Angaben zur Aufgabe
Prüfe, ob die Aussagen (a), (b) und (c) zum Text über Familie Kasian passen, und antworte jeweils mit Ja oder Nein samt den entscheidenden Worten aus dem Text in wörtlichem Zitat.
(a) Die Familie wohnt heute in einer Sozialwohnung in Duisburg-Hamborn.
(b) Die Möbel in der Wohnung hat die Familie selbst gekauft.
(c) Olga Kasian arbeitet noch als Krankenpflegerin.

Text zum Lesen

Duisburg. Olga Kasian rettete sich mit Tochter und Enkelinnen vor den Raketen auf Kiew. Wie es der Familie in Duisburg geht, wie sie Weihnachten feiert.
Bis zum 24. Februar 2022 führten die pensionierte Krankenpflegerin Olga Kasian (67), ihre Tochter Evgenia (42) und die Enkelinnen Julia (22) und Diana (6) ein ruhiges Leben in der ukrainischen Hauptstadt Kiew. Doch der russische Angriffskrieg auf die Ukraine änderte das schlagartig. Heute lebt die Familie in einer Sozialwohnung in Duisburg-Hamborn. Die Einrichtung besteht aus Möbeln, die Nachbarn und Bekannte spendeten. Nur ein kleiner Weihnachtsbaum lässt darauf schließen, dass die Festtage vor der Tür stehen. Die Vier wollen sich nicht entmutigen lassen. Eine Woche vor Weihnachten erzählen sie ihre Geschichte. Das, was war. Und auch, was noch sein wird.

[Gespeicherte Einträge]
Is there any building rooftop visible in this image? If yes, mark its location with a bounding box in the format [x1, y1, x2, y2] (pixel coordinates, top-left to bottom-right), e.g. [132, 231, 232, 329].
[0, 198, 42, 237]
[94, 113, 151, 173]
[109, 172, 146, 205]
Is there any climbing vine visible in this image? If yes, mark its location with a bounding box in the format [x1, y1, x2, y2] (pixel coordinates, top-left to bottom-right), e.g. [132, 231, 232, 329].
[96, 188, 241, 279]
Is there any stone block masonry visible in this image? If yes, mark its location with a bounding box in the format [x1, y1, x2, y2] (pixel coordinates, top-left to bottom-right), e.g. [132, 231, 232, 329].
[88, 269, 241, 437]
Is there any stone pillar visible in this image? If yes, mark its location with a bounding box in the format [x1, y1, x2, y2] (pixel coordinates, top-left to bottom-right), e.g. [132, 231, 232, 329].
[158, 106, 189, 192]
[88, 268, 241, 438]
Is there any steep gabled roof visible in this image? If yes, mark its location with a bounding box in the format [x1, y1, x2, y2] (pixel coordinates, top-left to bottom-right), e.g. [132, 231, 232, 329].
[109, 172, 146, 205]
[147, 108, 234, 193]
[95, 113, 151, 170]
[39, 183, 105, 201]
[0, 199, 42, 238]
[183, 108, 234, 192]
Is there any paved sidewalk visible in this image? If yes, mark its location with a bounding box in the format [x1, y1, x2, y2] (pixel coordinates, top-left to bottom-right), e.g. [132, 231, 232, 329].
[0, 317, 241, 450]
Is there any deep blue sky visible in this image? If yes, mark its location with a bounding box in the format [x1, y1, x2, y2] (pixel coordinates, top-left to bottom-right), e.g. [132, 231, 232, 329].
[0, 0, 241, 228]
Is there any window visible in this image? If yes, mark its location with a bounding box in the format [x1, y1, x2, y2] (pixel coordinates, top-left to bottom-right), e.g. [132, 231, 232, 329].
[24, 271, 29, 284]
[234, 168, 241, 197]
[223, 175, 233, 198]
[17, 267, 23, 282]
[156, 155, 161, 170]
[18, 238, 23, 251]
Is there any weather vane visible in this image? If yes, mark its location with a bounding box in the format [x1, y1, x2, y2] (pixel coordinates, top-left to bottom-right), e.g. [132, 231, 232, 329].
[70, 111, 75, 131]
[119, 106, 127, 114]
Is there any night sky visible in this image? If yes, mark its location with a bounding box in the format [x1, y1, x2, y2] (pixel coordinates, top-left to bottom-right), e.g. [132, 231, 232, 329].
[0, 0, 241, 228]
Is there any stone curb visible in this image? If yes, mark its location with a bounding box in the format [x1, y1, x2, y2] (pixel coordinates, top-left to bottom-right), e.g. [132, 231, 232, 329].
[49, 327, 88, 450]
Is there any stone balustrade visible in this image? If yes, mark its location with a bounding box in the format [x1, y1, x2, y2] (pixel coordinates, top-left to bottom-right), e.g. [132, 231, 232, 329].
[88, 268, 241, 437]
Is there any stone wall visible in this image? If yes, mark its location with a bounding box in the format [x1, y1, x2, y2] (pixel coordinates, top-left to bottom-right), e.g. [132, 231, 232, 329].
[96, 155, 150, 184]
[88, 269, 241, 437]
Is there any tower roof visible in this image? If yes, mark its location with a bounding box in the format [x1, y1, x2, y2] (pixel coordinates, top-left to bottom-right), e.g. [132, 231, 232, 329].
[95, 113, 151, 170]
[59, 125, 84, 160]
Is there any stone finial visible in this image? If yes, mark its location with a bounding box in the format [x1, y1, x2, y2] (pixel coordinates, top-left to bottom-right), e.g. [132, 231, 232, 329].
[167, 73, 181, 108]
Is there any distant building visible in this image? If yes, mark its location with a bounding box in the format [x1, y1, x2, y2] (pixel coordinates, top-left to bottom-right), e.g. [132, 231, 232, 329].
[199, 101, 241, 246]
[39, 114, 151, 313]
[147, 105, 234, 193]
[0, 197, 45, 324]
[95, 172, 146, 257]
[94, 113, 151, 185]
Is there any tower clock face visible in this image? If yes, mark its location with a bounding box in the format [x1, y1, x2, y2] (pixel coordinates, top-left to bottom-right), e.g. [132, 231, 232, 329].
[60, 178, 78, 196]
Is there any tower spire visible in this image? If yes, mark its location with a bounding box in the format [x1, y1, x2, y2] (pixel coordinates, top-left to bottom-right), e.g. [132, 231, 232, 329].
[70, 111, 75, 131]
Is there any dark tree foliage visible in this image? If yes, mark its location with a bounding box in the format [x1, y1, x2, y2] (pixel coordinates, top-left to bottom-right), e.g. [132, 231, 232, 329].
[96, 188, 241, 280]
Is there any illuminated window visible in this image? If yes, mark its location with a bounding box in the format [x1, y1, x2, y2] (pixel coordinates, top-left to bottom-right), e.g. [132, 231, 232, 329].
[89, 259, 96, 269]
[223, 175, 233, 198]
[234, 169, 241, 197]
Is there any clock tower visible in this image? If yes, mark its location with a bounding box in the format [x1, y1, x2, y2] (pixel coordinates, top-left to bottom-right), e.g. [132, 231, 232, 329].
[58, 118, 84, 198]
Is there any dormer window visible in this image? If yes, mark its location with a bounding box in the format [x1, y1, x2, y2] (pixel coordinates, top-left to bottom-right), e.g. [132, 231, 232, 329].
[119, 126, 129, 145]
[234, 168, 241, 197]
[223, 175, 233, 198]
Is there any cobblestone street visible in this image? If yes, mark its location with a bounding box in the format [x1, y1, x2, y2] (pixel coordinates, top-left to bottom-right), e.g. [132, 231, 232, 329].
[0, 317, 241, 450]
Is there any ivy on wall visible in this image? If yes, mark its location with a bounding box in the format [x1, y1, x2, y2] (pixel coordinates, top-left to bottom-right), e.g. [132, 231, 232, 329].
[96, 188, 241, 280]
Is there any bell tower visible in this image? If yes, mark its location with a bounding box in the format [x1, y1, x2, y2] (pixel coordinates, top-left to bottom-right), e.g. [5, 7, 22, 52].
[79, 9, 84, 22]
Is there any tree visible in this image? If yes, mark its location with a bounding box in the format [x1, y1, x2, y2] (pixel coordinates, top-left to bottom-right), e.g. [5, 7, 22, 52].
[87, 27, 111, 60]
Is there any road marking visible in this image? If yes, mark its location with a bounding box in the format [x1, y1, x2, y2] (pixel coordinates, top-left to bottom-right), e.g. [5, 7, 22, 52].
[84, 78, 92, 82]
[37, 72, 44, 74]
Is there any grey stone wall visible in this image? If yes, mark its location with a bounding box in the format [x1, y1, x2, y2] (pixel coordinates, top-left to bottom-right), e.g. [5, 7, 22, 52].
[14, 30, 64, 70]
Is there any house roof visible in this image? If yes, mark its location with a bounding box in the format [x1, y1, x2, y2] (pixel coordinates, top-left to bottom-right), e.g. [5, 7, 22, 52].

Ergebnis der Aufgabe
(a) Ja: „Heute lebt die Familie in einer Sozialwohnung in Duisburg-Hamborn.“
(b) Nein: „Die Einrichtung besteht aus Möbeln, die Nachbarn und Bekannte spendeten.“
(c) Nein: „die pensionierte Krankenpflegerin Olga Kasian“